## Aim of the task
The word "trunk" may appear in some of the lines below. State how many lines contain it, and write only that number.

★ ★ ★ ★ ★

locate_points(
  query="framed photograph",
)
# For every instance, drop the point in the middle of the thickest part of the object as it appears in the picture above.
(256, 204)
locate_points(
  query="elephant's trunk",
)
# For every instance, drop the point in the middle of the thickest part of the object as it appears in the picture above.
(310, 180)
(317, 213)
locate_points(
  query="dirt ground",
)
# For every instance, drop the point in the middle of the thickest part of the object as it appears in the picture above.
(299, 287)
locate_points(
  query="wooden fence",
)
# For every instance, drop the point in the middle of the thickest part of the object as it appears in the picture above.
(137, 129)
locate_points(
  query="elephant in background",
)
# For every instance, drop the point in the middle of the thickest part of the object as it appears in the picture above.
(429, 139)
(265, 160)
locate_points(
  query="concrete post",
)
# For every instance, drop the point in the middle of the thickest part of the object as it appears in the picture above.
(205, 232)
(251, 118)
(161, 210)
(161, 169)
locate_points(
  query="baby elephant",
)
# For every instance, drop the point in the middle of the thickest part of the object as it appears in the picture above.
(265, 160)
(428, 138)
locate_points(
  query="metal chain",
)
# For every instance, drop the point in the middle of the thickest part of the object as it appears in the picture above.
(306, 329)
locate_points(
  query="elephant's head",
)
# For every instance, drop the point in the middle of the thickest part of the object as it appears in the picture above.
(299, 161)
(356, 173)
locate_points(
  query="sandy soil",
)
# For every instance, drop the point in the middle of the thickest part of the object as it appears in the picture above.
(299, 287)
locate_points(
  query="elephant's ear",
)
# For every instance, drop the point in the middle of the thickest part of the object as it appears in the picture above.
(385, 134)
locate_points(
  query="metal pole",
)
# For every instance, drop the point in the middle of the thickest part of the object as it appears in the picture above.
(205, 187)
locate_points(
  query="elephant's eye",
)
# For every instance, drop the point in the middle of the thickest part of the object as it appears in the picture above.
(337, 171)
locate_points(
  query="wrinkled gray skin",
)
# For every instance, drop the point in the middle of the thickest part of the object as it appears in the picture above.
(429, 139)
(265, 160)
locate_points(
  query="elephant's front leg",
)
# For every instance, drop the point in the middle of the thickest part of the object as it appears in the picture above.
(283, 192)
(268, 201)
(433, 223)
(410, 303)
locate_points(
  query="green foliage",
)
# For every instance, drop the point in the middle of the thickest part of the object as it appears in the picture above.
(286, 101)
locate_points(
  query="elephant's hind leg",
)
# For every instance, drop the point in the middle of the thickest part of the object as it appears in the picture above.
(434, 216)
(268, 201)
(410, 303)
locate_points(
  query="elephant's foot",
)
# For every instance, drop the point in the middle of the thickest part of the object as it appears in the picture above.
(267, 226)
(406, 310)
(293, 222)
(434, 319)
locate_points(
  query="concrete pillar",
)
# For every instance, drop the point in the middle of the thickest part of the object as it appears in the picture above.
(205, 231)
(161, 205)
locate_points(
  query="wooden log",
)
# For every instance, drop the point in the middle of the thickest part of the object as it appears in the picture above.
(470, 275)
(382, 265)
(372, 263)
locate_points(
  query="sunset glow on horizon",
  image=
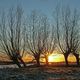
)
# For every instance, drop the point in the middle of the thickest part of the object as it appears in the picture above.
(60, 58)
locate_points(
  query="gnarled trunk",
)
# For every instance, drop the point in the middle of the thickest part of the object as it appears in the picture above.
(46, 58)
(37, 58)
(15, 61)
(77, 58)
(22, 62)
(66, 58)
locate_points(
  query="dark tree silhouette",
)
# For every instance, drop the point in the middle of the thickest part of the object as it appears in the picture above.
(68, 32)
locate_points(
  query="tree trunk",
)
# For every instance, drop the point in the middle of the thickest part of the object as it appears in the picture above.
(37, 58)
(15, 60)
(66, 57)
(38, 62)
(22, 62)
(46, 58)
(77, 58)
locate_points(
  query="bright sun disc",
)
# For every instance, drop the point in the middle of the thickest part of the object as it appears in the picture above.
(53, 58)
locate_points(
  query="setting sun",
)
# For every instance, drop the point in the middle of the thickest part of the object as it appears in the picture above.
(60, 58)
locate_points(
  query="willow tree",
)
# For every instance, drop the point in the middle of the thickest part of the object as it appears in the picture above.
(36, 38)
(11, 35)
(68, 32)
(48, 37)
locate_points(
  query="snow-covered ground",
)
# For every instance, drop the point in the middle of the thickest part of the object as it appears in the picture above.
(40, 73)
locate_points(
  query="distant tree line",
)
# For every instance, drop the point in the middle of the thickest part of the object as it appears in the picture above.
(38, 35)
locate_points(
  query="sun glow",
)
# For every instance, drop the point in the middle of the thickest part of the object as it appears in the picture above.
(60, 58)
(55, 58)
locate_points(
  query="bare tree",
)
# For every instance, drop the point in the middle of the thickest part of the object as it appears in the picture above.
(11, 35)
(49, 38)
(67, 32)
(34, 39)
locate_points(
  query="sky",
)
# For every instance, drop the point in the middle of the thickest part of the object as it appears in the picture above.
(45, 6)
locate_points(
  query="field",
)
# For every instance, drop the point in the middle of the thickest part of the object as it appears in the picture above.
(41, 73)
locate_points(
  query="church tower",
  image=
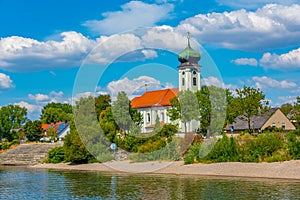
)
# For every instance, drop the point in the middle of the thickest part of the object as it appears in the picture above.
(189, 69)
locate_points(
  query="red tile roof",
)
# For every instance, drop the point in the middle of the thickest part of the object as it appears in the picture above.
(154, 98)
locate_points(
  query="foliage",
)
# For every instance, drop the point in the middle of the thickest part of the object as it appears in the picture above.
(184, 107)
(56, 155)
(120, 110)
(205, 108)
(264, 146)
(102, 102)
(55, 112)
(75, 150)
(293, 145)
(92, 138)
(51, 132)
(11, 117)
(249, 102)
(168, 152)
(193, 154)
(33, 130)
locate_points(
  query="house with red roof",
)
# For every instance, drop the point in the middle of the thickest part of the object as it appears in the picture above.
(154, 104)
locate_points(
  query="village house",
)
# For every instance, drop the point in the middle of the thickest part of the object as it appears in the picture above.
(154, 104)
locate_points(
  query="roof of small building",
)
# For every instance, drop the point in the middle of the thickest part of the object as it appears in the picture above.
(154, 98)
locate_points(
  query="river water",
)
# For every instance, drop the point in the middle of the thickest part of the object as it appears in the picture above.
(27, 183)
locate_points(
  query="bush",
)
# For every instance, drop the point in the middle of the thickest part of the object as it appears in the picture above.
(193, 154)
(293, 145)
(56, 155)
(261, 148)
(225, 150)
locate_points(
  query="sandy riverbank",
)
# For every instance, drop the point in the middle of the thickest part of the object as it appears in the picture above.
(282, 170)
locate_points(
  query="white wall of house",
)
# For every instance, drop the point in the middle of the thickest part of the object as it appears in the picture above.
(149, 116)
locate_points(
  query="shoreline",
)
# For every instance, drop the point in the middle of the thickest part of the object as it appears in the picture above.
(279, 170)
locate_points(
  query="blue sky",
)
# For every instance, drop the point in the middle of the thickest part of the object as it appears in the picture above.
(60, 50)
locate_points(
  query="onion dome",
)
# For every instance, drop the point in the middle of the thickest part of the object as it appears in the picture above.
(189, 54)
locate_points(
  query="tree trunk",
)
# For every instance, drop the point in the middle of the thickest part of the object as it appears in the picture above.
(249, 125)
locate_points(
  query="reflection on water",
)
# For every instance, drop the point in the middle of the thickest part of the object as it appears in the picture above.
(24, 183)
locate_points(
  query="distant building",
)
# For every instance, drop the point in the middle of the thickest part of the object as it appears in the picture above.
(156, 103)
(272, 118)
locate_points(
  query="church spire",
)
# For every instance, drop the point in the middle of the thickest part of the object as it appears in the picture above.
(189, 54)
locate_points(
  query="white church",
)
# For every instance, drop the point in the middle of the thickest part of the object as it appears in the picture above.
(155, 103)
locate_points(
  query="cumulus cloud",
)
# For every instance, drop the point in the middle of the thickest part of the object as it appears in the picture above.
(253, 3)
(214, 81)
(245, 61)
(266, 82)
(38, 97)
(287, 61)
(270, 26)
(134, 86)
(134, 14)
(5, 82)
(20, 54)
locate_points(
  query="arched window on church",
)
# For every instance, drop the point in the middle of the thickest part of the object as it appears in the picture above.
(194, 81)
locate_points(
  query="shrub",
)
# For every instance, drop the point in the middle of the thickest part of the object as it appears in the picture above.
(193, 154)
(225, 150)
(56, 155)
(293, 145)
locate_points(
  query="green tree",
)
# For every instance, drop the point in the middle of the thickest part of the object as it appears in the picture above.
(185, 107)
(121, 111)
(55, 112)
(11, 117)
(249, 102)
(51, 132)
(33, 130)
(101, 103)
(205, 108)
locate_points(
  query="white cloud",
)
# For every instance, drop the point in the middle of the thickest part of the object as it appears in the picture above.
(134, 14)
(214, 81)
(290, 60)
(38, 97)
(245, 61)
(20, 54)
(30, 107)
(254, 3)
(266, 82)
(270, 26)
(5, 82)
(134, 86)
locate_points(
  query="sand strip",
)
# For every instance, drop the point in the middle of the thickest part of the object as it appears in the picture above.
(281, 170)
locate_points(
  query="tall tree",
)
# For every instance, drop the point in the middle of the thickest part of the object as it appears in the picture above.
(33, 130)
(101, 103)
(205, 108)
(11, 117)
(123, 114)
(55, 112)
(249, 102)
(185, 108)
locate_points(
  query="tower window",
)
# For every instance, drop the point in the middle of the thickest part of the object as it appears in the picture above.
(194, 81)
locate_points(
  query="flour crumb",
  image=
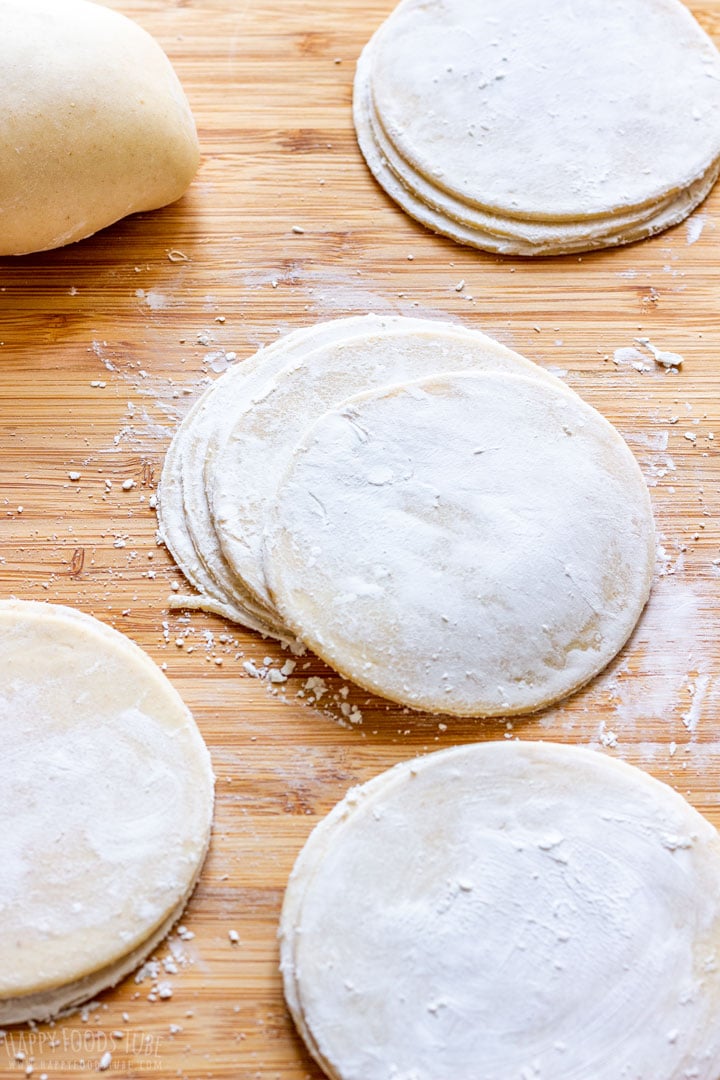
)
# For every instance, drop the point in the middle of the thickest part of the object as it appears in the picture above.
(694, 228)
(662, 356)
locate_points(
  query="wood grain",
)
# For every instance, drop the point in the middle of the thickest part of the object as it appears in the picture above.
(139, 309)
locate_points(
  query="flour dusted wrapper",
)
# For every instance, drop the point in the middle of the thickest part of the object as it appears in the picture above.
(507, 909)
(106, 801)
(541, 129)
(476, 543)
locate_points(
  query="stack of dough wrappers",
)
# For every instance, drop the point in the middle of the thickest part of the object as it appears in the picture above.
(440, 520)
(106, 798)
(539, 129)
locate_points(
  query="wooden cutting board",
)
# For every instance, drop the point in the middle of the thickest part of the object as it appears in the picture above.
(105, 346)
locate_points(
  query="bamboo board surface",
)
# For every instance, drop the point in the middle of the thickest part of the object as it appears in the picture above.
(104, 347)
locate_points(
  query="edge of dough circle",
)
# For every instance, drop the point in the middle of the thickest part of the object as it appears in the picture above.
(106, 800)
(507, 909)
(537, 129)
(472, 543)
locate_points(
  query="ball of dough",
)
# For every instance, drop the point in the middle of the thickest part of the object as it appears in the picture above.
(95, 124)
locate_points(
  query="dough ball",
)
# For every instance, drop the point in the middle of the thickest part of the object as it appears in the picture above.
(94, 126)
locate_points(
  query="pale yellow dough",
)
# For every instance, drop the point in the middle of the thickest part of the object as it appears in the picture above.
(507, 910)
(534, 129)
(106, 801)
(94, 126)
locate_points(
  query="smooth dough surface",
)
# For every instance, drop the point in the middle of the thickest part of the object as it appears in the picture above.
(507, 910)
(444, 213)
(106, 797)
(186, 522)
(249, 457)
(474, 543)
(538, 129)
(95, 124)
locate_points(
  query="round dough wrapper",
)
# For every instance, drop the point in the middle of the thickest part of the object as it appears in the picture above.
(442, 212)
(547, 111)
(504, 910)
(186, 523)
(95, 124)
(477, 543)
(106, 792)
(249, 458)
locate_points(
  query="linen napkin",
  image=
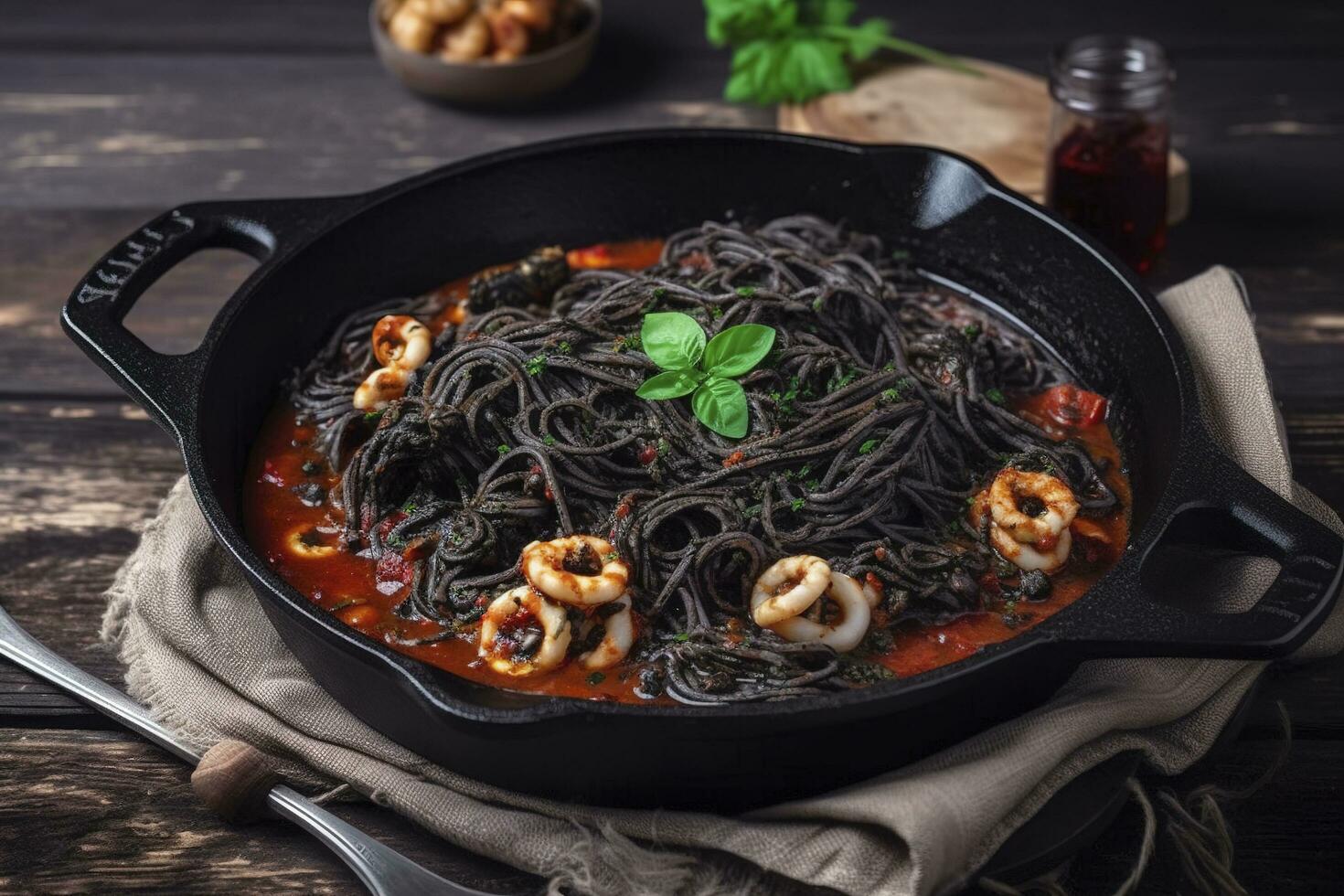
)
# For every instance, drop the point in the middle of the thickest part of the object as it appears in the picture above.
(202, 655)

★ ★ ★ ★ ★

## Task answer
4